:: THE RECORDS ::

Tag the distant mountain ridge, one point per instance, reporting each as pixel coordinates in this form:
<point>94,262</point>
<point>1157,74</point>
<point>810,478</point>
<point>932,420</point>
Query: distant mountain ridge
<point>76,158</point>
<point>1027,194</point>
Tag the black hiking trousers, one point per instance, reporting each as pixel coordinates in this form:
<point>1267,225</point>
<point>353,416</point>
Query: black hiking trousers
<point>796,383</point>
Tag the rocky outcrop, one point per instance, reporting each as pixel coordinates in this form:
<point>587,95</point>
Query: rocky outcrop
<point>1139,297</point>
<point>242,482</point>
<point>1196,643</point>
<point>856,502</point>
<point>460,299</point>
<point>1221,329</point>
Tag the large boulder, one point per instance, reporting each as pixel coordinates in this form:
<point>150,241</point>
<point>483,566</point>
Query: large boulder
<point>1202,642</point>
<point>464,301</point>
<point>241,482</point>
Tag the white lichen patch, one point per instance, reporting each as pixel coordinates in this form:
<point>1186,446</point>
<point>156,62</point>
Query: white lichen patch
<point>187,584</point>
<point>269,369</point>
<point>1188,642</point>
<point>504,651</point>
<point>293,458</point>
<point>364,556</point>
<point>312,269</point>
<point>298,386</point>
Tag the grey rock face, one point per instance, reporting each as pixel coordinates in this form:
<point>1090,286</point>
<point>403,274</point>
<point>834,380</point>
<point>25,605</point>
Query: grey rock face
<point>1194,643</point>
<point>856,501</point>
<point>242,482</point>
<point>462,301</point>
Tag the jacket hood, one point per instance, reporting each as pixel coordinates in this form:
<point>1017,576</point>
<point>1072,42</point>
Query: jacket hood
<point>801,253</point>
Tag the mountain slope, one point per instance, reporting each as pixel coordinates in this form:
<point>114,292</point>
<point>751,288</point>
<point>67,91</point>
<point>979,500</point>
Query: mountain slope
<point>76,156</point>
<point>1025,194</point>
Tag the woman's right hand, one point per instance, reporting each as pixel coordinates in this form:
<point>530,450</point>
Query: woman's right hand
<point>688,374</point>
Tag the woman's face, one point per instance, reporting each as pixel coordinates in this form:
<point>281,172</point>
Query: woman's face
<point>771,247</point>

:::

**TASK TO CARRY OUT:** Print the entries above exactly as they were written, down to the last line.

**SOLUTION TO THE EXERCISE:**
Tag the distant mountain ridge, one point per instance, reporting each as pixel coordinates in this form:
<point>94,262</point>
<point>1157,74</point>
<point>810,478</point>
<point>932,420</point>
Query: distant mountain ridge
<point>76,158</point>
<point>1027,194</point>
Tag the black hiking trousers, one point per instance, reporting each as pixel coordinates in this form:
<point>1267,225</point>
<point>353,416</point>
Query: black hiking trousers
<point>796,383</point>
Tag the rocky outcrop, one point per instance, reporting each as pixel coordinates in this form:
<point>587,95</point>
Query: rocky outcrop
<point>1139,297</point>
<point>242,482</point>
<point>1196,643</point>
<point>856,502</point>
<point>460,299</point>
<point>1221,329</point>
Tag the large boulder, one point per instance, reporting each as pixel coordinates in this form:
<point>150,241</point>
<point>483,566</point>
Query: large boulder
<point>1202,642</point>
<point>464,301</point>
<point>241,482</point>
Tag the white lichen patch, one point per instance, reporting each as pixel coordinates in this form:
<point>1186,446</point>
<point>156,62</point>
Query: white lichen patch
<point>187,584</point>
<point>269,369</point>
<point>1188,642</point>
<point>504,651</point>
<point>293,458</point>
<point>364,556</point>
<point>312,269</point>
<point>298,386</point>
Tag the grey rock face, one point per instance, reporting each as pixel coordinates in this form:
<point>1090,286</point>
<point>403,274</point>
<point>834,380</point>
<point>25,605</point>
Query: grey rock face
<point>1194,643</point>
<point>856,501</point>
<point>242,482</point>
<point>462,301</point>
Tag the jacket hood, one point per instance, reporting each as pixel coordinates in this form:
<point>1017,576</point>
<point>1072,42</point>
Query: jacket hood
<point>801,253</point>
Tag the mountain slope, one point per instance, reporting each as pixel coordinates in this form:
<point>114,292</point>
<point>751,288</point>
<point>67,91</point>
<point>979,500</point>
Query: mountain slope
<point>76,156</point>
<point>1025,194</point>
Tag the woman's right hand, one point per instance, reporting each as pixel coordinates in this form:
<point>530,450</point>
Query: woman's right hand
<point>688,374</point>
Tag the woman's face, one point per instance, reporting each as pixel coordinates in this form:
<point>281,172</point>
Query: woman's face
<point>771,247</point>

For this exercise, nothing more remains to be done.